Extracted data entries
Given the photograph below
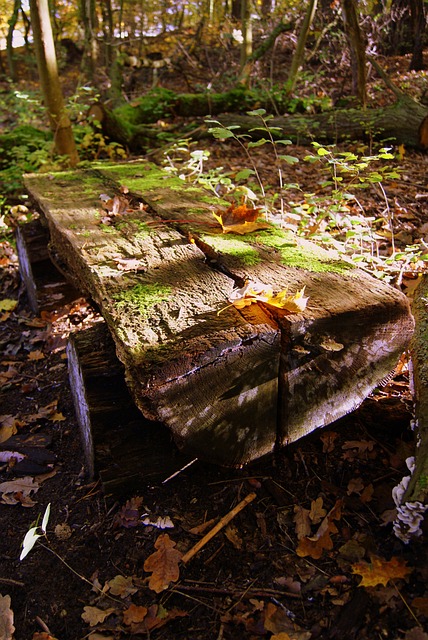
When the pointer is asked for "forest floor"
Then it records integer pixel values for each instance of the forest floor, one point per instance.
(253, 579)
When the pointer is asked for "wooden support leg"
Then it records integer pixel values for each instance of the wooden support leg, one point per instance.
(125, 449)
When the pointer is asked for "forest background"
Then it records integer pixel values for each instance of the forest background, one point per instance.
(139, 79)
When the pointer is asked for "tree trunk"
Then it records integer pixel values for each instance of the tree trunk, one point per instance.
(401, 122)
(9, 40)
(300, 48)
(229, 383)
(49, 79)
(417, 10)
(357, 50)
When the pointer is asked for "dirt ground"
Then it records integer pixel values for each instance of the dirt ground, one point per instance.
(252, 580)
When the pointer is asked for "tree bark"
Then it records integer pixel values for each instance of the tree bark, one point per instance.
(230, 385)
(300, 47)
(357, 49)
(49, 79)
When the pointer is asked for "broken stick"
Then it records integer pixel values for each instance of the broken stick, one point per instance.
(220, 524)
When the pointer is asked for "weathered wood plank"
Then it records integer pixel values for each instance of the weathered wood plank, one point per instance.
(120, 445)
(349, 337)
(228, 386)
(163, 317)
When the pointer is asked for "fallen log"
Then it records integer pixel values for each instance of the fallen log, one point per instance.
(120, 446)
(229, 386)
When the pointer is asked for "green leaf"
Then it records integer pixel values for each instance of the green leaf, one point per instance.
(258, 143)
(244, 174)
(290, 159)
(29, 541)
(46, 518)
(256, 112)
(221, 134)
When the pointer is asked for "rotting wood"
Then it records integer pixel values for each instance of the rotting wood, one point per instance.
(120, 445)
(228, 386)
(39, 275)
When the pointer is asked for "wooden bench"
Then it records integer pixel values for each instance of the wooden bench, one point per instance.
(229, 386)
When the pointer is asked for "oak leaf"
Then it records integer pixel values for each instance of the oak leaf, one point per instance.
(301, 518)
(314, 546)
(256, 292)
(240, 219)
(134, 614)
(94, 615)
(380, 571)
(163, 564)
(122, 586)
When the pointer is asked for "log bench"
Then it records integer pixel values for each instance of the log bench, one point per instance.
(229, 386)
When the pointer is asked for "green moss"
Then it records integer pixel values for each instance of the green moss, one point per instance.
(312, 259)
(233, 245)
(142, 297)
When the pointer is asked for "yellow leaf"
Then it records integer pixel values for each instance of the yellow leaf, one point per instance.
(163, 564)
(8, 305)
(36, 355)
(122, 586)
(380, 571)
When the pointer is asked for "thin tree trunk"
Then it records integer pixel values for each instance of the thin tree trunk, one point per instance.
(300, 49)
(9, 40)
(357, 50)
(49, 80)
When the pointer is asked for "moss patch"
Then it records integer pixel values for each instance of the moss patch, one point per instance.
(311, 258)
(142, 297)
(234, 245)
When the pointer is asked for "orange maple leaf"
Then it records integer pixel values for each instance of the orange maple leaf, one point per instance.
(240, 219)
(314, 546)
(163, 564)
(380, 571)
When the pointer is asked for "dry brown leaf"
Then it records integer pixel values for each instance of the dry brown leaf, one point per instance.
(134, 614)
(314, 546)
(355, 485)
(328, 439)
(317, 512)
(240, 219)
(163, 564)
(36, 355)
(380, 571)
(94, 615)
(122, 586)
(231, 533)
(301, 518)
(7, 628)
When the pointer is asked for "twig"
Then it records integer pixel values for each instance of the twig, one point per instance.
(222, 523)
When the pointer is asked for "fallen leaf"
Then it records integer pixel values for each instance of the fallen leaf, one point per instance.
(380, 571)
(355, 485)
(256, 292)
(122, 586)
(328, 439)
(7, 628)
(301, 518)
(317, 512)
(163, 564)
(240, 219)
(231, 533)
(8, 305)
(36, 355)
(17, 491)
(314, 546)
(134, 614)
(94, 615)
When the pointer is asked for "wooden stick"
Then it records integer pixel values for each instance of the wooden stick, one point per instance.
(220, 524)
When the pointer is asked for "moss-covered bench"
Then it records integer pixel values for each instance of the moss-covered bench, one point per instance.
(231, 385)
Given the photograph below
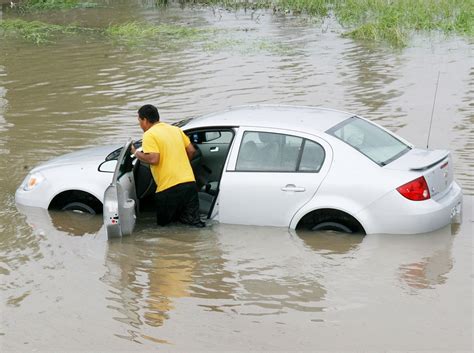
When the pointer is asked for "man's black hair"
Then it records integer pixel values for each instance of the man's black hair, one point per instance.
(149, 112)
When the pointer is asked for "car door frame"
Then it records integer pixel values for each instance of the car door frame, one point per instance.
(120, 200)
(237, 145)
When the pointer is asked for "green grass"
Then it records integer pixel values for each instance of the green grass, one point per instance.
(37, 5)
(34, 31)
(389, 21)
(133, 33)
(386, 21)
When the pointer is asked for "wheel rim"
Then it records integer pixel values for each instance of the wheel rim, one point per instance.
(79, 207)
(335, 226)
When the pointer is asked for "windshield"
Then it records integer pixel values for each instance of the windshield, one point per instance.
(370, 140)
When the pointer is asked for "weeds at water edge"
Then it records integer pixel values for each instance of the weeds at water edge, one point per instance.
(40, 5)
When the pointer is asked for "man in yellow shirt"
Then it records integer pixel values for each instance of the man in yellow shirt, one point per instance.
(169, 151)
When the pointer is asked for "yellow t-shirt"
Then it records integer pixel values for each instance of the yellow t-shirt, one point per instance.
(170, 142)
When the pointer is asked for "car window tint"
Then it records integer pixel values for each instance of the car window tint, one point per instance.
(372, 141)
(263, 151)
(220, 137)
(312, 158)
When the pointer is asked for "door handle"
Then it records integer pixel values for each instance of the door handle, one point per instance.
(293, 187)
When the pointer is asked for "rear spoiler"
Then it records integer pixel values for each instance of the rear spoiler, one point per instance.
(427, 159)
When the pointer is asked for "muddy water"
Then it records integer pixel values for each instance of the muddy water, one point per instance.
(64, 287)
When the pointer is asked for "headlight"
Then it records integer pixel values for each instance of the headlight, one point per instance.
(32, 181)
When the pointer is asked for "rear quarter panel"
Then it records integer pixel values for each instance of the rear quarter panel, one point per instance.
(353, 184)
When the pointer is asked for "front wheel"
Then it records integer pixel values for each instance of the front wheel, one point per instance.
(334, 226)
(79, 207)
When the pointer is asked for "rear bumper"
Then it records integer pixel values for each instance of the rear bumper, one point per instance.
(396, 215)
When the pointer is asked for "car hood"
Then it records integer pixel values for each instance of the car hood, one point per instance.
(87, 155)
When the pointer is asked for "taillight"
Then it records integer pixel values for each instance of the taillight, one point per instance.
(415, 190)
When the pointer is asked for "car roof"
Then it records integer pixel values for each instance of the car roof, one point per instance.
(302, 118)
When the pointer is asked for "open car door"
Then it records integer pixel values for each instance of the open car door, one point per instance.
(120, 200)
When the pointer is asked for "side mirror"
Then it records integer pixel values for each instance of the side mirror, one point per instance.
(212, 135)
(108, 166)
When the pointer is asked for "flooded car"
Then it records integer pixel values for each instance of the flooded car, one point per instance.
(284, 166)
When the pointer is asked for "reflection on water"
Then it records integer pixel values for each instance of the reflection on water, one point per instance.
(150, 283)
(225, 286)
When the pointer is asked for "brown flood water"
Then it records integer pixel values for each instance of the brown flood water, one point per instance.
(65, 288)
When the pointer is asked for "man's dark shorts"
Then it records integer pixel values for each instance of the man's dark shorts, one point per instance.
(179, 203)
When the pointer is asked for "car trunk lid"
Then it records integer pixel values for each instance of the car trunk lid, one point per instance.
(434, 165)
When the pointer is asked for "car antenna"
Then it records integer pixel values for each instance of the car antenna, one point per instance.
(432, 112)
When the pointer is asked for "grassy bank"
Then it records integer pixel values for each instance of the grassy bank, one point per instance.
(39, 5)
(390, 21)
(135, 33)
(387, 21)
(35, 31)
(132, 33)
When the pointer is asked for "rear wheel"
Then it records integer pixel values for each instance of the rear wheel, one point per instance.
(334, 226)
(79, 207)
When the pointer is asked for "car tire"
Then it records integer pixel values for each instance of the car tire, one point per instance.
(334, 226)
(79, 207)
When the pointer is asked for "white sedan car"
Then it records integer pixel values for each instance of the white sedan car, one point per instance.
(284, 166)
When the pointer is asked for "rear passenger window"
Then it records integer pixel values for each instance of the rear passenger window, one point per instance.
(270, 152)
(312, 158)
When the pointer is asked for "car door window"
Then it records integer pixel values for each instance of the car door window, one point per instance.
(312, 158)
(272, 152)
(264, 151)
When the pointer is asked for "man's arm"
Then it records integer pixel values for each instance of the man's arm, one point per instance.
(190, 150)
(150, 158)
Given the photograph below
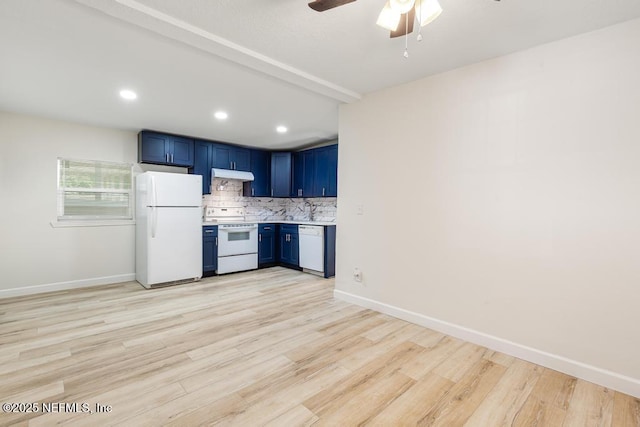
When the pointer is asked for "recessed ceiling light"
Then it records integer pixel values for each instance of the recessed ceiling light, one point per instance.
(221, 115)
(127, 94)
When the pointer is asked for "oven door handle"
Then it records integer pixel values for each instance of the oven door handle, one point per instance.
(238, 229)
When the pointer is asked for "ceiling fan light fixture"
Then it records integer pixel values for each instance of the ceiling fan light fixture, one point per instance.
(427, 11)
(388, 18)
(401, 6)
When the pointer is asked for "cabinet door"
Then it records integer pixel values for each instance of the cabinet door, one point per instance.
(202, 164)
(221, 156)
(209, 249)
(261, 169)
(181, 151)
(241, 159)
(321, 178)
(309, 163)
(332, 169)
(153, 148)
(280, 174)
(266, 245)
(297, 181)
(294, 249)
(284, 248)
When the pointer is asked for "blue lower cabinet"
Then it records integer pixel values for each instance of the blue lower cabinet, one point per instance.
(266, 244)
(209, 249)
(329, 251)
(288, 245)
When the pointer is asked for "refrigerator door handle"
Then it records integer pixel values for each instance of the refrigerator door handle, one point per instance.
(154, 193)
(154, 221)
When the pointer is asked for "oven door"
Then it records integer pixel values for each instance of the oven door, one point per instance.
(237, 240)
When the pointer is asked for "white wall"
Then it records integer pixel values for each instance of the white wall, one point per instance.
(504, 197)
(34, 256)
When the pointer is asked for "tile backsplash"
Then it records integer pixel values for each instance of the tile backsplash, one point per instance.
(228, 192)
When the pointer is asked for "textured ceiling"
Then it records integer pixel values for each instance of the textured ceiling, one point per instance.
(265, 62)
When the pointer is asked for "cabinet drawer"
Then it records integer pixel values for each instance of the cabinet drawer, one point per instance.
(210, 231)
(266, 228)
(289, 228)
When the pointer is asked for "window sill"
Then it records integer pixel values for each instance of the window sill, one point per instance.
(91, 223)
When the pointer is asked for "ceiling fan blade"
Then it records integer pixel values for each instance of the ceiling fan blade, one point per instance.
(322, 5)
(402, 26)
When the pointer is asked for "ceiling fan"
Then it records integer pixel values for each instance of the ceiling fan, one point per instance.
(397, 16)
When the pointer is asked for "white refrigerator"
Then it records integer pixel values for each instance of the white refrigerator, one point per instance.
(168, 228)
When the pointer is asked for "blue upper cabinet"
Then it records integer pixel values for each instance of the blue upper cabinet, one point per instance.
(202, 163)
(304, 174)
(325, 176)
(281, 174)
(260, 166)
(231, 157)
(315, 172)
(164, 149)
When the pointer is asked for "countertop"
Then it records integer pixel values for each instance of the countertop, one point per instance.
(271, 222)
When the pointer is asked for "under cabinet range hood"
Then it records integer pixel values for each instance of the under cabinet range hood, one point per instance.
(231, 174)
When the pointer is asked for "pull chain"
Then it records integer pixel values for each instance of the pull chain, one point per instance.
(406, 35)
(419, 38)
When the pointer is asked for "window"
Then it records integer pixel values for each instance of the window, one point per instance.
(94, 190)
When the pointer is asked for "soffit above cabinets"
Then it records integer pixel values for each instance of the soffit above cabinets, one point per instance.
(266, 64)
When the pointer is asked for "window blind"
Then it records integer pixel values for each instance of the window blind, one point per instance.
(89, 189)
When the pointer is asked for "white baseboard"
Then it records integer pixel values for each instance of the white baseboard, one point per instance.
(63, 286)
(604, 377)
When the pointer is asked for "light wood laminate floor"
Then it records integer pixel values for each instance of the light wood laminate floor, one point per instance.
(269, 347)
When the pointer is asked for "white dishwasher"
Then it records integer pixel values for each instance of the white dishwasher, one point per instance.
(311, 247)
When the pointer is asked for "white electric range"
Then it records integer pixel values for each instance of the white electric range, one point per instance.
(237, 239)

### [Exercise requirements]
Pull out every line of the records above that contains the word "bank", and list each one in full.

### [Written solution]
When the pointer is asked for "grassy bank"
Then it records integer pixel values for each instance of the grassy bank, one point per instance.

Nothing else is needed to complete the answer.